**TEXT TO READ**
** Begin **
# Choke Chain IS NOT working for her!



## Sheeba&Kiril<3 (Mar 16, 2007)

I've just started to leash train my two pit-labs with very different results.
I'm using a choke chain on both of them, but the boy, after two days, is willing to have the leash on his neck, and being led around.
The girl, on the other hand, refuses to be as amable. When I just hold the chain taught with a cookie in her line of sight, she just thrashes around and almost chokes herself. It's getting hard to figure out how to train her properly.
Any help?


----------



## Meghan&Pedro (Nov 6, 2006)

I strongly recommend doing puppy obedience.

It's a great way to tune up on your skills, as well as have a trainer there to problem solve as you run into problems.

It is also a great chance to socialize your pups with people and other dogs.

There's nothing to beat a good trainer with a group obedience class to get good foundation training on your dogs.

Meghan


----------



## Alpha (Aug 24, 2006)

Why are you using a choke chain?!?! 

If your just starting leash training, a choke chain is NOT needed.

Choke chains are PROVEN to cause a lot of tracheal damage.

My advice is STOP using the choke RIGHT AWAY!

Practice the walk the other way method with a plain flat buckled collar.

Do a search of this forum. There are plenty of threads that do NOT require the use of a choke chain.

I've seen what your talking about with your bitch and it is NOT safe.

She *IS* choking herself, and there's no need.

Stop using the choke before you cause some serious damage.
** End **
**REQUIREMENTS**
1. In the forum thread about choke chains, repeat word for word the passage that begins at the words "I've just started" and stops after "train her properly.".
2. In the choke chain thread, which collar does Alpha say to use when practicing the walk-the-other-way method?

**INFORMATION PROVIDED**
** Begin **
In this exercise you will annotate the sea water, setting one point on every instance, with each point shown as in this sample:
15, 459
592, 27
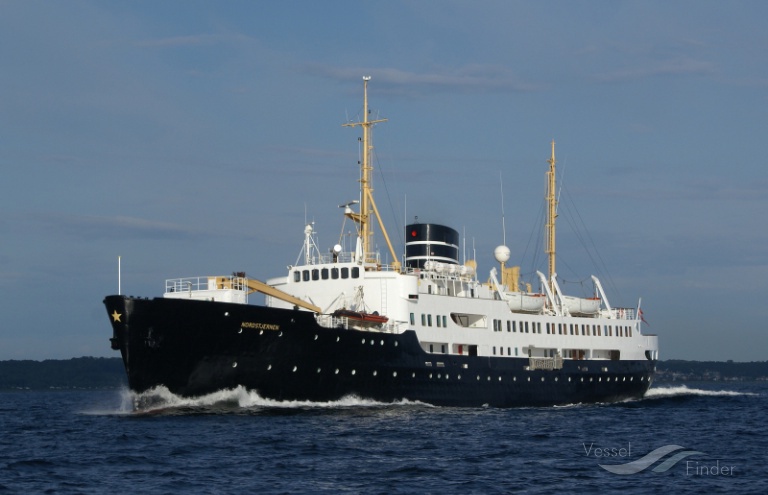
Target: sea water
694, 438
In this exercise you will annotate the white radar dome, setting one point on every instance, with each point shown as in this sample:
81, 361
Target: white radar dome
501, 253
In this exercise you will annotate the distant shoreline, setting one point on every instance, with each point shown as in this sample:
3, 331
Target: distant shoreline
108, 373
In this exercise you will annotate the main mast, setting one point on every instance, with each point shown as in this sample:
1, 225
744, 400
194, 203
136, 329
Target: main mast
367, 204
551, 214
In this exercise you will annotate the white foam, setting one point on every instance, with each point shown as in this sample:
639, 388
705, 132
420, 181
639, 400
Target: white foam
161, 398
683, 390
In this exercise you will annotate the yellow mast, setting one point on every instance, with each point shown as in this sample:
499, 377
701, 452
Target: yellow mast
367, 204
551, 214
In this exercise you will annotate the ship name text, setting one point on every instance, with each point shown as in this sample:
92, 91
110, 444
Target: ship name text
260, 326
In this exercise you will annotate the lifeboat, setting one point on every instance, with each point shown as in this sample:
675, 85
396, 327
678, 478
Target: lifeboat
524, 302
581, 305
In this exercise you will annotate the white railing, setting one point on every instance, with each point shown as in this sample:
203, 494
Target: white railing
624, 313
190, 284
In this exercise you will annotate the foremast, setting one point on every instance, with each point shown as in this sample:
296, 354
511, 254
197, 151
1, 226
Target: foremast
364, 219
551, 216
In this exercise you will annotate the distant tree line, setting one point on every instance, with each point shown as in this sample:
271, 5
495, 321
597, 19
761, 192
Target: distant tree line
85, 372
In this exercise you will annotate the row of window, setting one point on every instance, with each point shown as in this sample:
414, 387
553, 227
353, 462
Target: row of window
326, 273
441, 321
564, 328
514, 326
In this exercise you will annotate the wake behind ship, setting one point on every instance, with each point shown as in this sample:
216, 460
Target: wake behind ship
344, 323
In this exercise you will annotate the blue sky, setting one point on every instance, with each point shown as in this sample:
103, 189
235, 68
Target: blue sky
195, 138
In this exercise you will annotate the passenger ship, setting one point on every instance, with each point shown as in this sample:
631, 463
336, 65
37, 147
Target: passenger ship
343, 323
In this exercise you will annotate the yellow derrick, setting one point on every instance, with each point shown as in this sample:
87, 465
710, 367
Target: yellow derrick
257, 286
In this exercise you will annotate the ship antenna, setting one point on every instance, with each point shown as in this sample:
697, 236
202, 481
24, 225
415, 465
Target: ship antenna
503, 225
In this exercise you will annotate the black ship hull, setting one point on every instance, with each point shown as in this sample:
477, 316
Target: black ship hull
197, 347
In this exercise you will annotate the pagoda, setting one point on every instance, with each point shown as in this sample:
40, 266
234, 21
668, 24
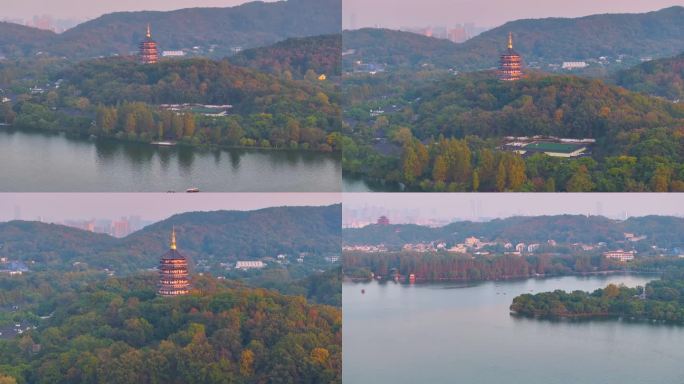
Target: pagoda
148, 49
173, 271
510, 66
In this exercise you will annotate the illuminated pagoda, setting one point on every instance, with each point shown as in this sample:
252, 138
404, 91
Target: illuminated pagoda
510, 66
173, 271
148, 49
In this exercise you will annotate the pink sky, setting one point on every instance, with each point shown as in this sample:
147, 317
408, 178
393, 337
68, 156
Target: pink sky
491, 13
150, 206
88, 9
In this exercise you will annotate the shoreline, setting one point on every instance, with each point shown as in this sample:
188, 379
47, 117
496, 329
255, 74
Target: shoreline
357, 280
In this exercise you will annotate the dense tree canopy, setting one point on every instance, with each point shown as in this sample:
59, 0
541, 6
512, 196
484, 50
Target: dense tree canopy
118, 331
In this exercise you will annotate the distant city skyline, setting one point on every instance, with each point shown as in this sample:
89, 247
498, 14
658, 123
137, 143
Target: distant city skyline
60, 207
490, 13
441, 208
87, 9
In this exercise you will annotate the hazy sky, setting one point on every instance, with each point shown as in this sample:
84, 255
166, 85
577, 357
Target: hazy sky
88, 9
150, 206
490, 13
459, 205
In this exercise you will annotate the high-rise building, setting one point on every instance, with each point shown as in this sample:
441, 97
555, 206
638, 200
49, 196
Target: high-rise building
510, 67
173, 272
457, 34
148, 49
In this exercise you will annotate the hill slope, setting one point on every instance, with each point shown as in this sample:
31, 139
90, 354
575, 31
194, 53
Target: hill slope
550, 40
248, 25
562, 228
320, 54
224, 236
663, 77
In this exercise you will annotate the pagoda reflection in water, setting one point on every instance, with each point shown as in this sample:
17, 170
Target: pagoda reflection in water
510, 65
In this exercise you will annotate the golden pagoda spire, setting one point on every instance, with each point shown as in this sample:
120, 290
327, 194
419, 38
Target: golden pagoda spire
173, 239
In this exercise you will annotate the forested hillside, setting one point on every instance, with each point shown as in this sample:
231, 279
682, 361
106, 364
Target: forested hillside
663, 77
117, 97
223, 236
568, 229
438, 132
546, 41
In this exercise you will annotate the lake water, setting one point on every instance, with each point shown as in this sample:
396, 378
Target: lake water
45, 162
445, 333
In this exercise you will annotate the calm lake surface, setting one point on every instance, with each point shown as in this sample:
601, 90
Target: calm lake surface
37, 162
442, 333
358, 184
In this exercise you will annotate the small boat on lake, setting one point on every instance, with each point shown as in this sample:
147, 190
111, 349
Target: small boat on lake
163, 143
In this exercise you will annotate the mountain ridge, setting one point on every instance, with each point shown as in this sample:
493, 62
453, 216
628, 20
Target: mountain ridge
247, 25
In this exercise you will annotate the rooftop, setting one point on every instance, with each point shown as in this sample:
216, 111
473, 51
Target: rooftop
545, 146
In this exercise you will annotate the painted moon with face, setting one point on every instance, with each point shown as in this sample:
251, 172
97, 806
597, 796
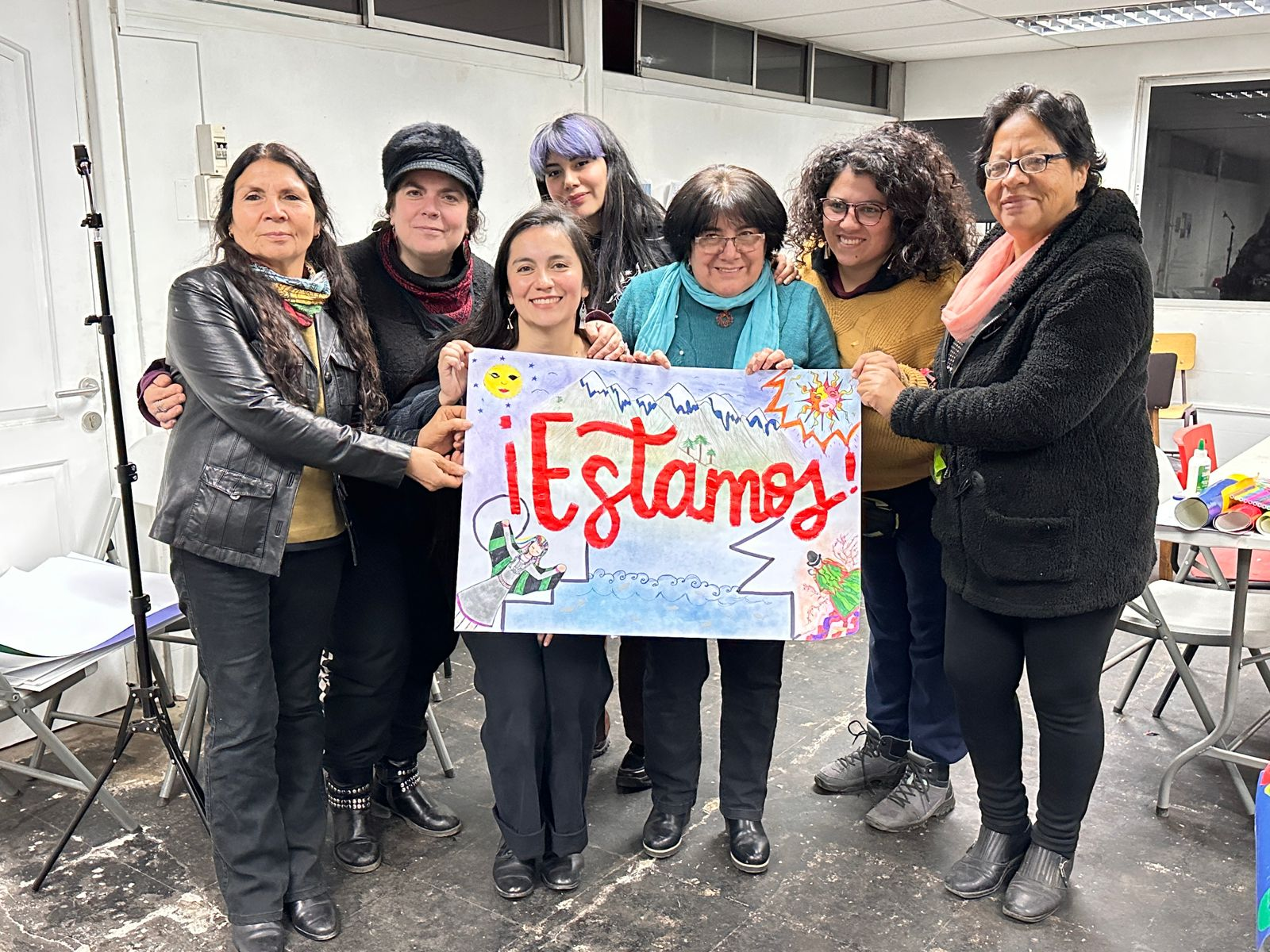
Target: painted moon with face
503, 381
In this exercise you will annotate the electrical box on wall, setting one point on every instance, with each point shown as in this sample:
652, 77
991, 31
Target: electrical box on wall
207, 196
214, 149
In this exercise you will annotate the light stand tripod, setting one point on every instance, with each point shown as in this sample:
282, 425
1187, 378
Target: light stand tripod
145, 693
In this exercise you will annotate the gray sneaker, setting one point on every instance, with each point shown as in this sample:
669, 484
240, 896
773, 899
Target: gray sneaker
879, 765
924, 793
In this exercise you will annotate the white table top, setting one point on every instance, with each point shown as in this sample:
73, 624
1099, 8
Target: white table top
1254, 461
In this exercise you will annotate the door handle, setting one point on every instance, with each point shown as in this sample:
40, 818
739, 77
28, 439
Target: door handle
88, 387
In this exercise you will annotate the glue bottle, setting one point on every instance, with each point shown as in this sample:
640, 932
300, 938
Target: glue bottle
1199, 470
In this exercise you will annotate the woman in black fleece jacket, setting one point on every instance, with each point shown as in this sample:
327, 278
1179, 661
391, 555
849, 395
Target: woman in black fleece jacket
1047, 498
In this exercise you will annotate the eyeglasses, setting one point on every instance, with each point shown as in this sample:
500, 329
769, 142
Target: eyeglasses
1028, 164
868, 213
745, 241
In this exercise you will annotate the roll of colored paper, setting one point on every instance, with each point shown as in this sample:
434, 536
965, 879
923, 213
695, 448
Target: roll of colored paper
1197, 512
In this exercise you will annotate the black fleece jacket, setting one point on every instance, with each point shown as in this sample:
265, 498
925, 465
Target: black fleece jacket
1047, 508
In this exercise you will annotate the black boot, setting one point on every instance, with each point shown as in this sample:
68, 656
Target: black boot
749, 846
632, 772
314, 918
1039, 888
356, 846
987, 865
260, 937
514, 879
664, 833
397, 790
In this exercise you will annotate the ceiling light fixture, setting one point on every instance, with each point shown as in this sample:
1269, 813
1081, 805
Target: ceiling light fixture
1145, 16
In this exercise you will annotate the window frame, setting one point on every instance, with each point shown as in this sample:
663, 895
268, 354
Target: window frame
1138, 168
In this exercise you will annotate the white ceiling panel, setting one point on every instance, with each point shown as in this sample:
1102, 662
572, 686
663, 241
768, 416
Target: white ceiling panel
977, 48
933, 33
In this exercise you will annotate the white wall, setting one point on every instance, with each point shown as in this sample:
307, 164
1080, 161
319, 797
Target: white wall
1229, 389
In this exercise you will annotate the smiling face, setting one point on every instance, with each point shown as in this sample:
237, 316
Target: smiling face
503, 381
429, 217
859, 249
545, 279
729, 271
275, 220
578, 184
1029, 207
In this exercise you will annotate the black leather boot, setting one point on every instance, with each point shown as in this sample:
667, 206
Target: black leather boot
749, 846
314, 918
260, 937
562, 873
514, 879
664, 833
355, 842
398, 790
1039, 888
987, 865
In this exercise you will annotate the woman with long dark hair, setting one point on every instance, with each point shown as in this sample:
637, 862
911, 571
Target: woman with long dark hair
281, 378
886, 225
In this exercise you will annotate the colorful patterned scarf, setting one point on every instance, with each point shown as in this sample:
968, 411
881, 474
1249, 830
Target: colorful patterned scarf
454, 302
302, 298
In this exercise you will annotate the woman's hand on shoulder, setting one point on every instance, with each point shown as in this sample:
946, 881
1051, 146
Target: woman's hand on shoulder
433, 471
452, 371
164, 400
444, 433
768, 359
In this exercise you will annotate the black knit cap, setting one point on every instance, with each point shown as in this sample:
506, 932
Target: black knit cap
429, 145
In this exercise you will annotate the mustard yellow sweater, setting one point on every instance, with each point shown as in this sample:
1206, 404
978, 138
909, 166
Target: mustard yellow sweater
905, 323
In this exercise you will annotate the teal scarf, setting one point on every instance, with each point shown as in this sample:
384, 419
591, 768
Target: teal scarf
762, 329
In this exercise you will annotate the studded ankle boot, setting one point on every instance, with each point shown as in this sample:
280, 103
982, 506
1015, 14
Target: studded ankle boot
398, 790
356, 846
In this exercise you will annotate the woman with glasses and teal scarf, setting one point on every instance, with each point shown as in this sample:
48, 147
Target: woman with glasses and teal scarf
281, 378
719, 306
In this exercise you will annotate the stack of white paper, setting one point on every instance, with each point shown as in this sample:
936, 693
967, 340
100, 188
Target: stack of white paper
69, 612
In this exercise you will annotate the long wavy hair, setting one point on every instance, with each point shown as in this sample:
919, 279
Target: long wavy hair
918, 183
497, 325
630, 222
283, 359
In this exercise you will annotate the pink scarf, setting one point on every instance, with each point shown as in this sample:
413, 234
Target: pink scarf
978, 292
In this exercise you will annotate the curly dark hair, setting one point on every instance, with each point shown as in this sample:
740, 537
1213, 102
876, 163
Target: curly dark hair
283, 359
920, 184
1064, 114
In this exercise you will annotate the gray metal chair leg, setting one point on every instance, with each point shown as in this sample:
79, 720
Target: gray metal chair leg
438, 744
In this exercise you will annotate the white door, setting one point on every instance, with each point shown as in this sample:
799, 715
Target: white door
55, 474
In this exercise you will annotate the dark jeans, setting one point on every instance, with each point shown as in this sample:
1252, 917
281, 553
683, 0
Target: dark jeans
907, 693
260, 647
984, 658
541, 706
751, 679
632, 659
394, 628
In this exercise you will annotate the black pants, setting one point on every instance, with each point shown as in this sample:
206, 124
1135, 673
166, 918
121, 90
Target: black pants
394, 628
751, 679
907, 693
632, 659
260, 647
541, 706
984, 658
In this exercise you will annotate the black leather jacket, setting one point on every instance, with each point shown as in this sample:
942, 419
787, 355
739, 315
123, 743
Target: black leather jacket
234, 463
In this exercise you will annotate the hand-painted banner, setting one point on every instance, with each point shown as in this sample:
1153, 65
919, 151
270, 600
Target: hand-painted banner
624, 499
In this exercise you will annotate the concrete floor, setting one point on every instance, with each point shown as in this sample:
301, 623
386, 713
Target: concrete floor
1142, 884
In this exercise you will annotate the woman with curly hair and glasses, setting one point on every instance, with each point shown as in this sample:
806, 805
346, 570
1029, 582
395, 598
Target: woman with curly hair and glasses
884, 222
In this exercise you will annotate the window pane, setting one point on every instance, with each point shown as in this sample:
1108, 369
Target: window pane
537, 22
781, 67
848, 79
696, 48
1206, 190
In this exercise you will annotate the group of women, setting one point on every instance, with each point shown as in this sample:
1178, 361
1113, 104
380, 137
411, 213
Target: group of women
304, 382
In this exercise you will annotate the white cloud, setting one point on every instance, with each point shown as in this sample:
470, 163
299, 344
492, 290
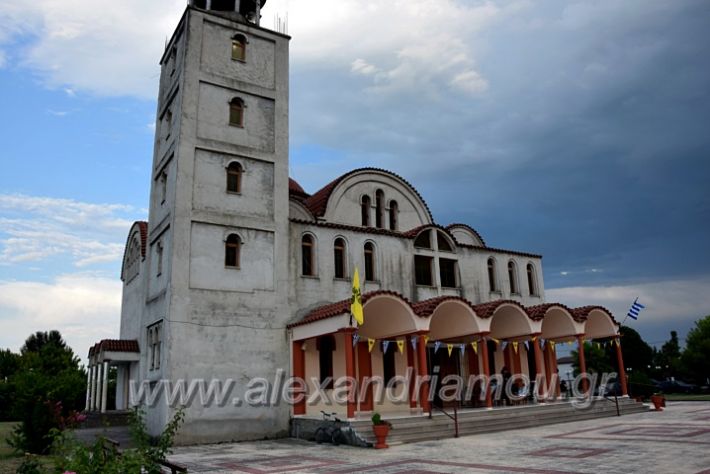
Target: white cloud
85, 308
666, 301
37, 228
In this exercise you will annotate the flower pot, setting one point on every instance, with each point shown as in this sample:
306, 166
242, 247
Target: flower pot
381, 432
659, 401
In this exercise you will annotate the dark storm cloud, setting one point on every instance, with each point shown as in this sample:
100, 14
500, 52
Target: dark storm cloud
590, 145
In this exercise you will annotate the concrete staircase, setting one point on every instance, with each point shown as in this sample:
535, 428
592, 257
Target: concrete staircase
412, 429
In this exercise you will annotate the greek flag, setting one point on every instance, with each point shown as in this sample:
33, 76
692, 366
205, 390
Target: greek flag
635, 308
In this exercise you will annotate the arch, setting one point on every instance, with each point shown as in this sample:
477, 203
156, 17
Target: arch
393, 214
308, 252
531, 279
234, 177
508, 319
239, 47
370, 261
513, 277
365, 205
454, 317
388, 314
232, 250
598, 322
340, 252
379, 209
492, 274
236, 112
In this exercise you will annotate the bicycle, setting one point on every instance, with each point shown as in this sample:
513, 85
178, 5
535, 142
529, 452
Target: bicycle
330, 431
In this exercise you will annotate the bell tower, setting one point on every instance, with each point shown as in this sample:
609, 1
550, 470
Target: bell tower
218, 220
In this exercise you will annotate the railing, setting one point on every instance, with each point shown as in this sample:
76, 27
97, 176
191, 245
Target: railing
455, 418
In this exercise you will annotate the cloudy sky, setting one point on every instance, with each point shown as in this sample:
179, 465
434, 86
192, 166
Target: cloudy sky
579, 130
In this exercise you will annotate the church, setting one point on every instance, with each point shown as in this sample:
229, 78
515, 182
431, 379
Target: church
239, 273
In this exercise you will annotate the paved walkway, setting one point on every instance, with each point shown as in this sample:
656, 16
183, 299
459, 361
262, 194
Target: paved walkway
674, 441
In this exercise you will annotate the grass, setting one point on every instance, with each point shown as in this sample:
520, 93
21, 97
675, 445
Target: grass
687, 397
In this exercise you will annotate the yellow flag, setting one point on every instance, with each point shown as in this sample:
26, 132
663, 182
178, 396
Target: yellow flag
356, 300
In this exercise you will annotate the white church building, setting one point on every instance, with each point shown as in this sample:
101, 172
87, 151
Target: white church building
240, 273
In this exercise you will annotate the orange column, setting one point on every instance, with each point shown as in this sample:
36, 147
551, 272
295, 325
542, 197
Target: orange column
423, 372
299, 370
410, 365
622, 370
582, 361
486, 371
350, 368
539, 364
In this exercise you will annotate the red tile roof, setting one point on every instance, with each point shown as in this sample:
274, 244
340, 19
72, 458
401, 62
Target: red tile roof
114, 345
318, 202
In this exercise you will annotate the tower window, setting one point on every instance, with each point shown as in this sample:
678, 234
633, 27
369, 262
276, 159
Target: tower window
422, 270
492, 275
232, 250
369, 261
339, 258
513, 277
447, 272
423, 240
326, 346
234, 177
394, 211
532, 287
239, 47
236, 112
365, 205
307, 267
379, 209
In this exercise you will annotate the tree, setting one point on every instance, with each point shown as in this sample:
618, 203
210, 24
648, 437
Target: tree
697, 347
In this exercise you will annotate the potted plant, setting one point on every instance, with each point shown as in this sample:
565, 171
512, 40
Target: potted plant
659, 401
381, 428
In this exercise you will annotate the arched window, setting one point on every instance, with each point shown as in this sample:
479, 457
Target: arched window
443, 243
394, 211
423, 240
492, 274
339, 258
232, 248
365, 205
307, 245
513, 277
236, 112
532, 287
234, 177
326, 346
369, 261
239, 47
379, 209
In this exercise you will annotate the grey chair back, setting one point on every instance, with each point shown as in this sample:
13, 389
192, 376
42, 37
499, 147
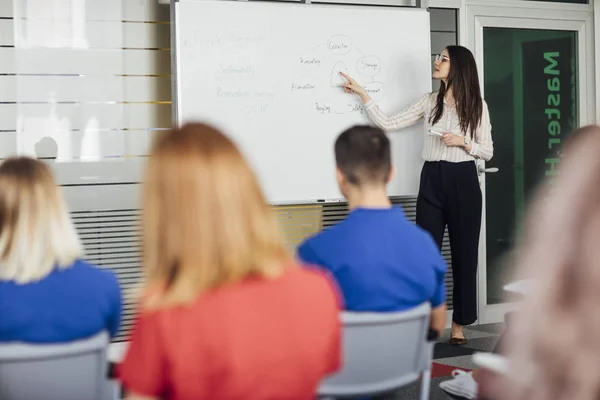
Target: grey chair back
382, 352
75, 370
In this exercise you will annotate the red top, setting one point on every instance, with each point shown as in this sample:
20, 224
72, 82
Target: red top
255, 340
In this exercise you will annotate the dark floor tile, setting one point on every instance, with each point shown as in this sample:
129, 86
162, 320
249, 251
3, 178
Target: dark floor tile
445, 350
490, 328
483, 344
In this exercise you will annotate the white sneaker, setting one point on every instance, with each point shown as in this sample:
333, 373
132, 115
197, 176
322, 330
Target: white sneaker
462, 385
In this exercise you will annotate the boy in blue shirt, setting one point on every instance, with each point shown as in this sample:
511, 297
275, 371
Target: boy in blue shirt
380, 260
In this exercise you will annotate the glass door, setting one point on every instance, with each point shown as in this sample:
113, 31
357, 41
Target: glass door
535, 75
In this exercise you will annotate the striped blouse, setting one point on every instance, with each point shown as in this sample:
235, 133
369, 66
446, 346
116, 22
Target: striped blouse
434, 148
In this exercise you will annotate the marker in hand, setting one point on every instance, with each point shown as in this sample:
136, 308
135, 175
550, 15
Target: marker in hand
434, 132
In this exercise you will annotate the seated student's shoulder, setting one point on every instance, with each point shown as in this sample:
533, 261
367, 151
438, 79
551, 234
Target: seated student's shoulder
316, 246
316, 281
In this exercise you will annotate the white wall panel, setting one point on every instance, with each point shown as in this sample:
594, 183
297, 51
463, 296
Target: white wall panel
84, 62
95, 88
95, 10
96, 34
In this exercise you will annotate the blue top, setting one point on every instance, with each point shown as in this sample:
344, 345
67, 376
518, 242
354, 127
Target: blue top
380, 260
66, 305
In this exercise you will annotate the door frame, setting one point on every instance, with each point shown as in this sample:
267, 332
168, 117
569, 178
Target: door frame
479, 17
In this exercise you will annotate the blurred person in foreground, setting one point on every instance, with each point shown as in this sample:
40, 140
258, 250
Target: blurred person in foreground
226, 312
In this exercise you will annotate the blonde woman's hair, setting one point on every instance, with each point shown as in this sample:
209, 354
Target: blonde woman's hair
36, 233
554, 341
205, 220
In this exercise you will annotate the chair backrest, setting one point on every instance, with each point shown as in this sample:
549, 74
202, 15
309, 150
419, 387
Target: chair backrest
381, 352
75, 370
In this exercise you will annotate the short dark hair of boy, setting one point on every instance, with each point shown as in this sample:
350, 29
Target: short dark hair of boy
362, 153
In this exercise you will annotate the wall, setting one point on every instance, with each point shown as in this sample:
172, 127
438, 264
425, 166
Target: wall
94, 77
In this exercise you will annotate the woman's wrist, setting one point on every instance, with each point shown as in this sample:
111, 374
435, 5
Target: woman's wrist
365, 98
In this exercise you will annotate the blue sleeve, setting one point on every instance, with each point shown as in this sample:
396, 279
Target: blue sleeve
114, 319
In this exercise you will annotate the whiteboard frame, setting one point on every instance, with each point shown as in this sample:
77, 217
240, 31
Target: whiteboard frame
** End **
**EXPECTED RESPONSES**
1.
I've just started to leash train my two pit-labs with very different results.
I'm using a choke chain on both of them, but the boy, after two days, is willing to have the leash on his neck, and being led around.
The girl, on the other hand, refuses to be as amable. When I just hold the chain taught with a cookie in her line of sight, she just thrashes around and almost chokes herself. It's getting hard to figure out how to train her properly.

2. A plain flat buckled collar.